◆ **GIVEN TEXT**

Johannes Burckhardt (20 October 1853 – 27 January 1914) was a German Protestant minister, who founded an organisation for female young Protestants, and for a mission at stations, Bahnhofsmission.

== Life and work==
Born in Altena, Westphalia, Burckhardt was the son of the Protestant minister Eduard Burckhardt (died 1886) and a great-grandson of the writer Anna Schlatter-Bernet. He studied theology in Bonn and Tübingen. In 1880, he became Vereinsgeistlicher of the Inner mission in Bielefeld, where he collaborated closely with Friedrich von Bodelschwingh Sr. From 1889, he was a parish minister in Berlin.

Burckhardt founded in 1893 a national organisation for young female Protestants, the Vorständeverband der evangelischen Jungfrauenvereine Deutschlands, later called the Evangelischer Verband für die weibliche Jugend Deutschlands in Barmen. In 1894, he founded the first Protestant Bahnhofsmission in Germany, in Berlin.

In 1913/14, he built the Burckhardthaus in Dahlem. It housed the publishing house of the same name which published the magazine Deutsche Mädchen-Zeitung. Burkhard died in Dahlem.

◆ **MATERIAL PROVIDED**
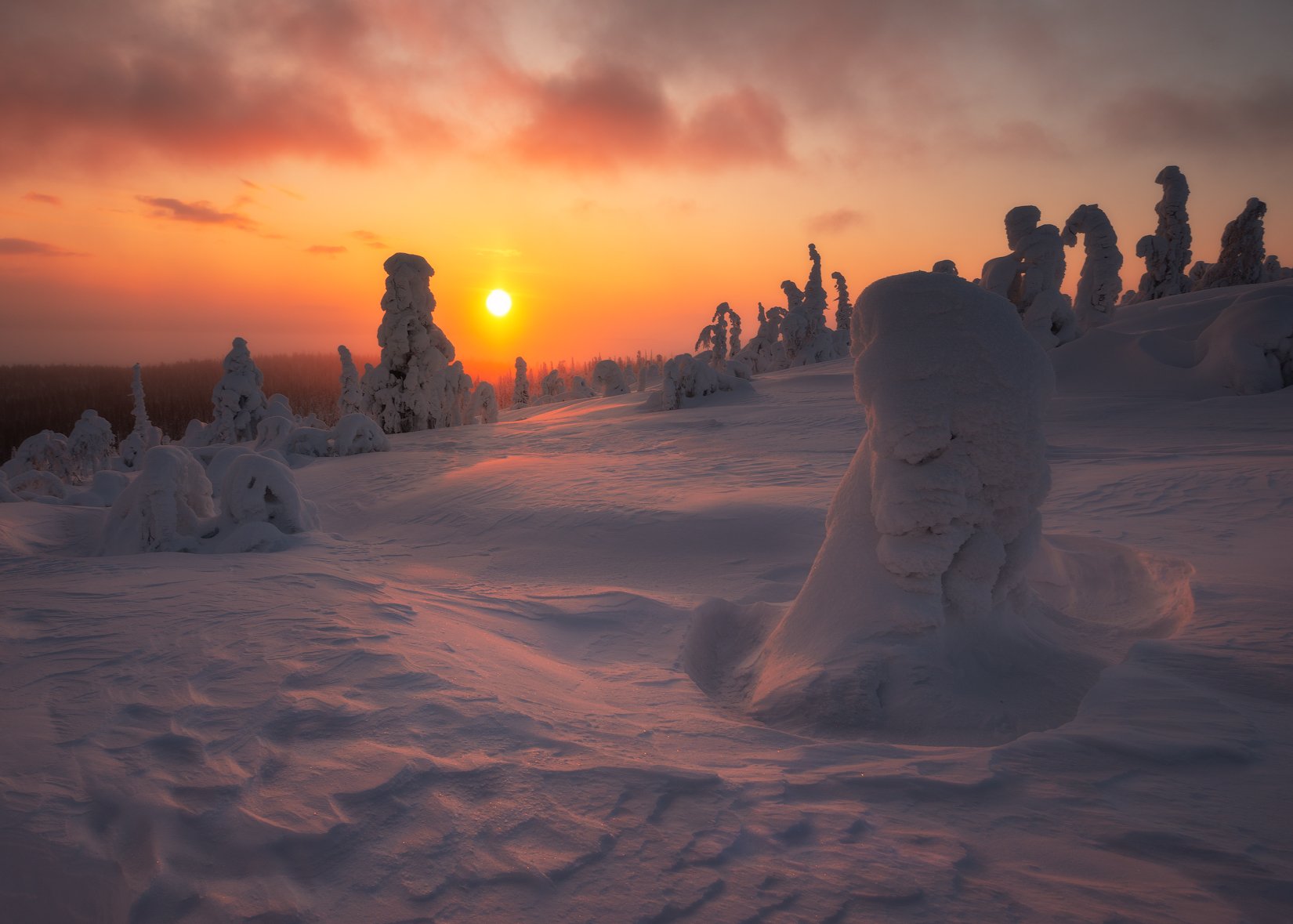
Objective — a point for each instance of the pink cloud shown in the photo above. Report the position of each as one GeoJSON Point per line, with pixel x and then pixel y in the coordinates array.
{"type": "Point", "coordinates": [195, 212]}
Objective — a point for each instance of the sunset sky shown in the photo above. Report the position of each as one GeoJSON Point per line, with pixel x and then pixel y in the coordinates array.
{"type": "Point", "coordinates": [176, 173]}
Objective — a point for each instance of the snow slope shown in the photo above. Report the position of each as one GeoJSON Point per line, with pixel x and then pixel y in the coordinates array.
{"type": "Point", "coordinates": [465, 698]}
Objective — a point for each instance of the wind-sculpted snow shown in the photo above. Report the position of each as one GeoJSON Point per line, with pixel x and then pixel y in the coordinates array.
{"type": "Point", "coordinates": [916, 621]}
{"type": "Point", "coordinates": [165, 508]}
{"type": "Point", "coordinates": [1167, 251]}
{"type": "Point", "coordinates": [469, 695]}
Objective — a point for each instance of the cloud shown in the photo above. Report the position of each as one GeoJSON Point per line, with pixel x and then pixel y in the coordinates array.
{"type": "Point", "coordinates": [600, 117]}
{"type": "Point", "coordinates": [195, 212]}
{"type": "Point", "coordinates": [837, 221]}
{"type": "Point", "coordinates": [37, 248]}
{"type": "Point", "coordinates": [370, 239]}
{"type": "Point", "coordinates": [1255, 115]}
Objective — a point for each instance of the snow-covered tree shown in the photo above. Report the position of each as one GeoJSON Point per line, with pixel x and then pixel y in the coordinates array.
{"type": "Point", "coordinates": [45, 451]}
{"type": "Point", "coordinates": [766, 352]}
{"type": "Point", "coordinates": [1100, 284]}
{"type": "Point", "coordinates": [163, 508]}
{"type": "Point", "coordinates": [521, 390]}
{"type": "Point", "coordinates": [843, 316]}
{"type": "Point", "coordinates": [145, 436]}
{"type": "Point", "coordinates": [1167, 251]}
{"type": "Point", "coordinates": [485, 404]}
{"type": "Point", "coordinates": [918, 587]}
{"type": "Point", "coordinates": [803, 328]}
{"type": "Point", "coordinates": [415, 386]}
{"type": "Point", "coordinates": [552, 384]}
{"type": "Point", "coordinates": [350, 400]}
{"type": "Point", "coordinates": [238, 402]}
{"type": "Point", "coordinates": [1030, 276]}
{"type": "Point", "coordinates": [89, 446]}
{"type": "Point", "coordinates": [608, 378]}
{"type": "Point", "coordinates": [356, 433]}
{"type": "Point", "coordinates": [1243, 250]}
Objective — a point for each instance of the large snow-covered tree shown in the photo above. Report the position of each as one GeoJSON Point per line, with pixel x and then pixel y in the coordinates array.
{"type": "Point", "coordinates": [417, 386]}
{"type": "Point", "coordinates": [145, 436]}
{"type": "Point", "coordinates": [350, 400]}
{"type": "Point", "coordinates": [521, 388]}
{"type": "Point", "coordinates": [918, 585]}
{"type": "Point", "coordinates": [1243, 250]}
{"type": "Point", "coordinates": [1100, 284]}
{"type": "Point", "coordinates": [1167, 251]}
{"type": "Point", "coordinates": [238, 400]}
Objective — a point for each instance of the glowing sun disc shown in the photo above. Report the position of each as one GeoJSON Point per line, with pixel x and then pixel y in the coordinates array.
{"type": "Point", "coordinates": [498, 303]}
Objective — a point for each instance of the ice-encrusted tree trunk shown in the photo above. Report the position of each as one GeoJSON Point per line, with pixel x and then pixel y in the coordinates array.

◆ **QUESTIONS ON THE MATERIAL**
1: In the text about Johannes Burckhardt, in what year and in which city did he found the first Protestant Bahnhofsmission in Germany?
2: Turn the paragraph of the Johannes Burckhardt text that begins "Born in Altena, Westphalia" into a list that keeps its main facts.
3: Carry on the text about Johannes Burckhardt from its final sentence.

◆ **RESULTS OF THE TASKS**
1: In 1894, in Berlin.

2:
- Born in Altena, Westphalia
- Son of the Protestant minister Eduard Burckhardt (died 1886)
- Great-grandson of the writer Anna Schlatter-Bernet
- Studied theology in Bonn and Tübingen
- From 1880: Vereinsgeistlicher of the Inner mission in Bielefeld, working closely with Friedrich von Bodelschwingh Sr.
- From 1889: parish minister in Berlin

3:
== Publications ==
- Als die lebendigen Steine. Gedanken zur Gemeindearbeit in einer Großstadtgemeinde, M. Warneck, Berlin 1904.
- Die Gewinnung und Ausbildung von Berufsarbeiterinnen der Inneren Mission, Berlin 1903.
- Die Gewinnung weiblicher Kräfte für die Innere Mission, Hamburg 1905.
- "Gehe du auch hin in den Weinberg", in: Hennig, Martin (ed.): Wie der Meister uns in den Weinberg rief. Zeugnisse von Jesu Taten an seinen Jüngern gezeichnet von einer Reihe bekannter Vertreter der Inneren und Äußeren Mission, Hamburg 1906, pp 21–38.
- "Der Jungfrauenvereine Bedeutung und Aufgabe für das Reich Gottes", in: Der Kirche, für Volk und Vaterland, Berlin 1907.
- Fürsorge für die weibliche Jugend (magazine), 1892–1913.

== Literature ==

- H. B. (Henny Burckhardt): Johannes Burckhardt. Ein Blick in sein Leben.. Wichern, Berlin-Dahlem [1922].
- Thomas Leiberg: Der St. Annen-Kirchhof in Berlin-Dahlem. Stapp, Berlin 1995, ISBN 3-87776-423-1, S. 91 f.